## begin Recorded information
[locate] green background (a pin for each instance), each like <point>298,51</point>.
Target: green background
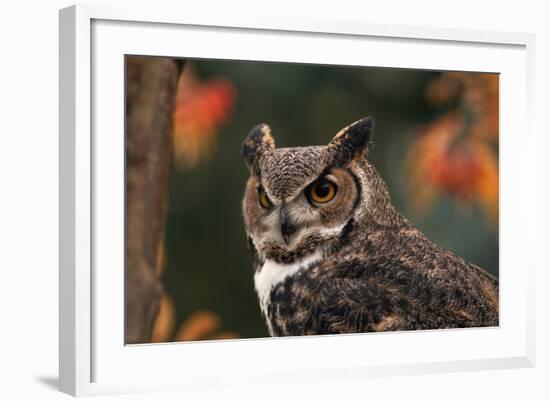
<point>207,262</point>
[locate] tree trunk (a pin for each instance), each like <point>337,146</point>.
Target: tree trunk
<point>151,86</point>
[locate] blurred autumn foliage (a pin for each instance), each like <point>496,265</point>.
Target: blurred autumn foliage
<point>200,325</point>
<point>200,255</point>
<point>201,107</point>
<point>457,153</point>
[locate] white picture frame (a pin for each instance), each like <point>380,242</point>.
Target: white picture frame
<point>93,357</point>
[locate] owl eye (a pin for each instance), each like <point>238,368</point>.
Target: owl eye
<point>263,199</point>
<point>321,191</point>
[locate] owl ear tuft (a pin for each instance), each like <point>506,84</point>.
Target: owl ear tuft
<point>258,142</point>
<point>352,142</point>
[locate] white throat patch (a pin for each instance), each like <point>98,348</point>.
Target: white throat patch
<point>272,273</point>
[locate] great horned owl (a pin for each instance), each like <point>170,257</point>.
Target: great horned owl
<point>333,255</point>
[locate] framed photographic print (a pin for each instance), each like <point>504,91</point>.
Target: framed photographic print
<point>339,199</point>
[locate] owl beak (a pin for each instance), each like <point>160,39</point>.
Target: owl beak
<point>287,228</point>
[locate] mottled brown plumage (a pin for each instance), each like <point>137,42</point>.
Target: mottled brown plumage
<point>353,263</point>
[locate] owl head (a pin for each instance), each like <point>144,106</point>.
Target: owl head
<point>299,200</point>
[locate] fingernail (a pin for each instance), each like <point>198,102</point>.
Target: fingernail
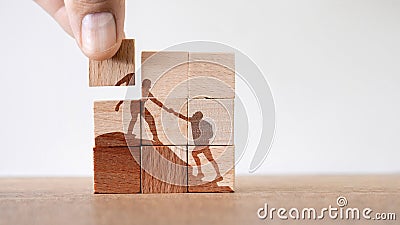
<point>98,32</point>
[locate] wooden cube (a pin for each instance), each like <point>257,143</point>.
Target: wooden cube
<point>116,170</point>
<point>211,75</point>
<point>211,122</point>
<point>160,127</point>
<point>116,70</point>
<point>164,169</point>
<point>117,123</point>
<point>211,169</point>
<point>165,73</point>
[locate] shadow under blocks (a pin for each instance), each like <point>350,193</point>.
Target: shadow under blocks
<point>179,136</point>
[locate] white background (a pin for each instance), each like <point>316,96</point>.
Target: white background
<point>333,67</point>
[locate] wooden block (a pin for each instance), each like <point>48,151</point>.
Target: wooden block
<point>211,75</point>
<point>166,73</point>
<point>211,169</point>
<point>117,128</point>
<point>164,169</point>
<point>117,70</point>
<point>116,170</point>
<point>211,122</point>
<point>161,127</point>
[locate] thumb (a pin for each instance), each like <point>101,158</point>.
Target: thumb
<point>97,25</point>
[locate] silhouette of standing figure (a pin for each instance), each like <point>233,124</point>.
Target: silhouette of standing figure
<point>136,105</point>
<point>202,132</point>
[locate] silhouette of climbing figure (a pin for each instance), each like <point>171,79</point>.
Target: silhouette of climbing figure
<point>136,105</point>
<point>202,132</point>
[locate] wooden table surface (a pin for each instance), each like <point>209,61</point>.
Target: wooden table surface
<point>70,201</point>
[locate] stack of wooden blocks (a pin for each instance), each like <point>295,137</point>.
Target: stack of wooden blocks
<point>179,136</point>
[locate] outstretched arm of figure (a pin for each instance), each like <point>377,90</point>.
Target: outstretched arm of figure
<point>157,102</point>
<point>118,105</point>
<point>126,79</point>
<point>181,116</point>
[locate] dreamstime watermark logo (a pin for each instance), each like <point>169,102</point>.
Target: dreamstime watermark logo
<point>338,212</point>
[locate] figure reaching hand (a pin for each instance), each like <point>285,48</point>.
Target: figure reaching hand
<point>202,132</point>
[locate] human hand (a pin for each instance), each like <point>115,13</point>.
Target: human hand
<point>96,25</point>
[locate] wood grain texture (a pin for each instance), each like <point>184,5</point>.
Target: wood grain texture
<point>65,201</point>
<point>168,73</point>
<point>116,170</point>
<point>217,124</point>
<point>117,128</point>
<point>164,169</point>
<point>110,71</point>
<point>211,75</point>
<point>211,169</point>
<point>162,126</point>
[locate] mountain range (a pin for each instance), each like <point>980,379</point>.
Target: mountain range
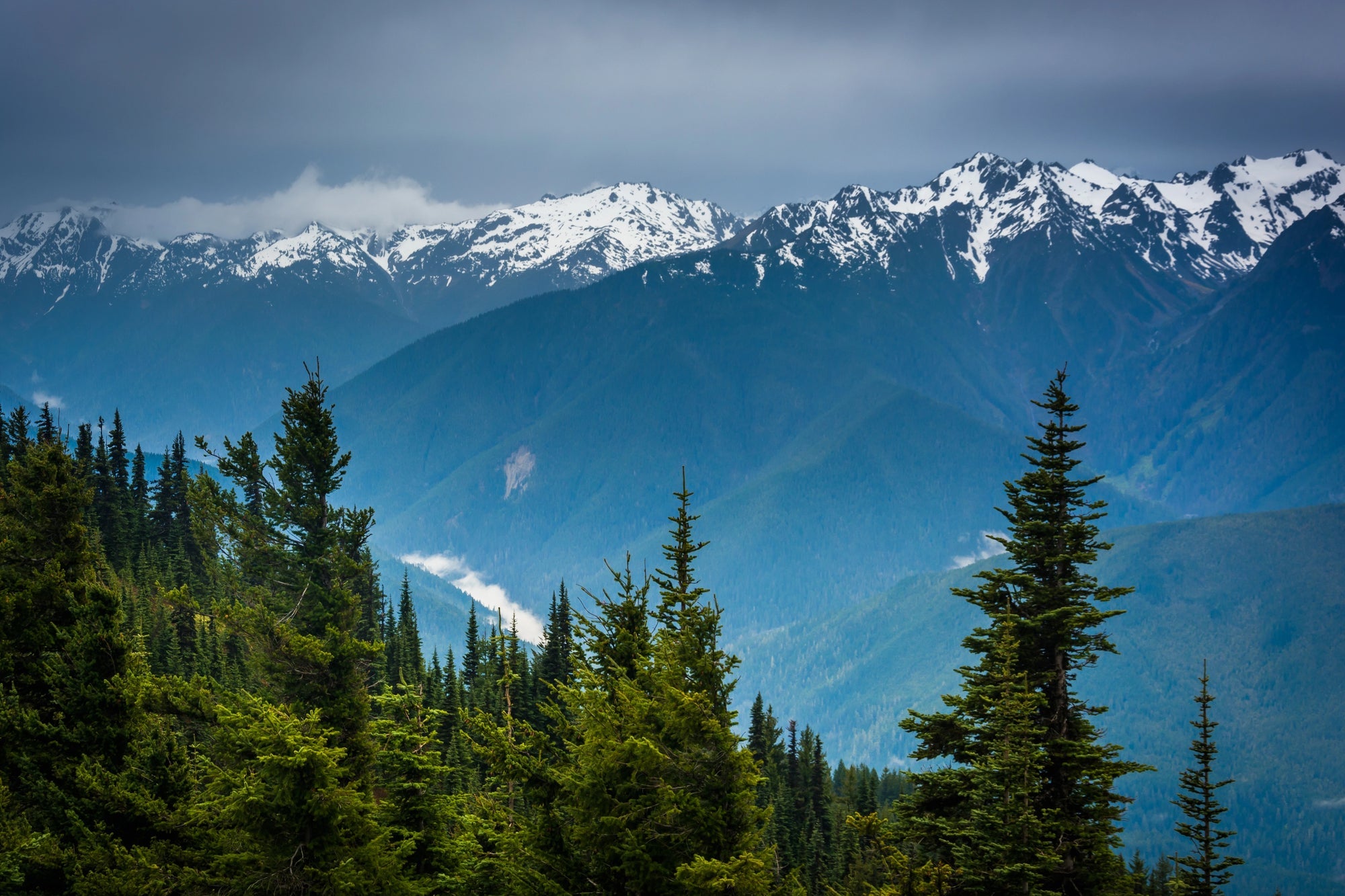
<point>848,416</point>
<point>98,318</point>
<point>845,381</point>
## end Recorded information
=== Task directions ===
Render every line of the items above as a JSON list of strings, one string per line, skipping blank lines. Omit the pictures.

=== Answer ===
[
  "[locate] green background (a pin for each instance), each like <point>298,51</point>.",
  "Target: green background",
  "<point>207,262</point>",
  "[locate] tree trunk (a pin for each instance), each like <point>337,146</point>.",
  "Target: tree trunk",
  "<point>151,86</point>",
  "[locate] blurred autumn foliage (a pin for each instance), each like <point>496,265</point>.",
  "Target: blurred autumn foliage",
  "<point>200,325</point>",
  "<point>200,255</point>",
  "<point>201,107</point>",
  "<point>457,153</point>",
  "[locate] white picture frame (a pin for each instance), each like <point>380,242</point>.",
  "Target: white picture frame",
  "<point>93,357</point>",
  "[locate] owl eye (a pin for each instance), each like <point>238,368</point>.",
  "Target: owl eye",
  "<point>263,199</point>",
  "<point>321,191</point>",
  "[locate] owl ear tuft (a pin for each instance), each like <point>506,84</point>.",
  "Target: owl ear tuft",
  "<point>258,142</point>",
  "<point>352,142</point>",
  "[locate] white throat patch (a pin for each instance), each like <point>98,348</point>.",
  "Target: white throat patch",
  "<point>272,273</point>",
  "[locate] great horned owl (a pin for each instance), each like <point>170,257</point>.",
  "Target: great horned owl",
  "<point>333,255</point>",
  "[locate] framed photographic print (a pin for each instance), each like <point>504,91</point>.",
  "Target: framed photographic print",
  "<point>339,199</point>",
  "[locate] owl beak (a pin for each instance), each like <point>160,39</point>.",
  "Target: owl beak",
  "<point>287,228</point>",
  "[locate] mottled brown plumage (a pin for each instance), each like <point>137,42</point>.",
  "Target: mottled brown plumage",
  "<point>353,263</point>",
  "[locate] owl head (a pin for each instance), each like <point>144,106</point>.",
  "Target: owl head",
  "<point>299,200</point>",
  "[locate] fingernail (a pin for each instance), each like <point>198,102</point>.",
  "Target: fingernail",
  "<point>98,32</point>",
  "[locate] wooden cube (a pin for each instance), each like <point>257,143</point>.",
  "Target: wooden cube",
  "<point>116,170</point>",
  "<point>211,75</point>",
  "<point>211,122</point>",
  "<point>160,127</point>",
  "<point>116,70</point>",
  "<point>164,169</point>",
  "<point>117,123</point>",
  "<point>211,169</point>",
  "<point>165,73</point>",
  "[locate] shadow under blocks (a pin for each instance), each like <point>350,193</point>.",
  "Target: shadow under blocks",
  "<point>179,136</point>",
  "[locate] white background (a pin for each instance), each like <point>316,96</point>.",
  "Target: white background",
  "<point>333,67</point>",
  "[locate] wooden block (a pin for each instance), each like <point>48,151</point>.",
  "Target: wooden block",
  "<point>211,75</point>",
  "<point>166,73</point>",
  "<point>211,169</point>",
  "<point>117,128</point>",
  "<point>164,169</point>",
  "<point>117,70</point>",
  "<point>116,170</point>",
  "<point>211,122</point>",
  "<point>161,127</point>",
  "[locate] thumb (a pin for each instance), each like <point>101,158</point>.",
  "Target: thumb",
  "<point>97,25</point>",
  "[locate] silhouette of standing figure (a pin for each instance), each like <point>233,124</point>.",
  "Target: silhouette of standing figure",
  "<point>136,105</point>",
  "<point>202,132</point>",
  "[locate] silhouette of climbing figure (a pin for each instance), each like <point>171,79</point>.",
  "Target: silhouette of climbing figure",
  "<point>136,105</point>",
  "<point>202,132</point>",
  "[locate] wooden table surface (a pin for each instance), each like <point>209,61</point>.",
  "Target: wooden table surface",
  "<point>70,201</point>",
  "[locate] stack of wooden blocks (a pin for each instance), each like <point>295,137</point>.",
  "Target: stack of wooden blocks",
  "<point>179,136</point>",
  "[locate] outstretched arm of figure (a pin for each instance), each like <point>377,90</point>.",
  "Target: outstretched arm of figure",
  "<point>157,102</point>",
  "<point>118,105</point>",
  "<point>126,79</point>",
  "<point>181,116</point>",
  "[locate] dreamstime watermark logo (a pin for each instance), each like <point>169,102</point>.",
  "Target: dreamstime watermark logo",
  "<point>338,212</point>",
  "[locate] figure reaching hand (a pin for each instance), each like <point>285,48</point>.",
  "Target: figure reaching hand",
  "<point>202,132</point>",
  "[locate] human hand (a pin for each instance), each like <point>115,13</point>.",
  "Target: human hand",
  "<point>96,25</point>",
  "[locate] wood grain texture (a pin for each instance), each like <point>184,5</point>.",
  "Target: wood grain texture",
  "<point>65,201</point>",
  "<point>168,73</point>",
  "<point>116,170</point>",
  "<point>217,124</point>",
  "<point>117,128</point>",
  "<point>164,169</point>",
  "<point>110,71</point>",
  "<point>211,75</point>",
  "<point>211,169</point>",
  "<point>162,126</point>",
  "[locate] mountain range (a pin for each instance), each like <point>980,379</point>.",
  "Target: mountain range",
  "<point>848,416</point>",
  "<point>98,318</point>",
  "<point>845,381</point>"
]